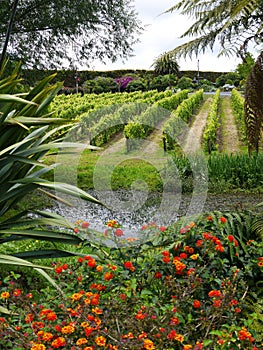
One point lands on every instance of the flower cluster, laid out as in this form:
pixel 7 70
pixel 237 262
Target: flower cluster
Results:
pixel 188 293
========
I need the entries printed exactly, with each picture left out.

One point lands on every instance of the flower cluster, laid out as in this form:
pixel 7 70
pixel 237 262
Target: flower cluster
Results:
pixel 188 293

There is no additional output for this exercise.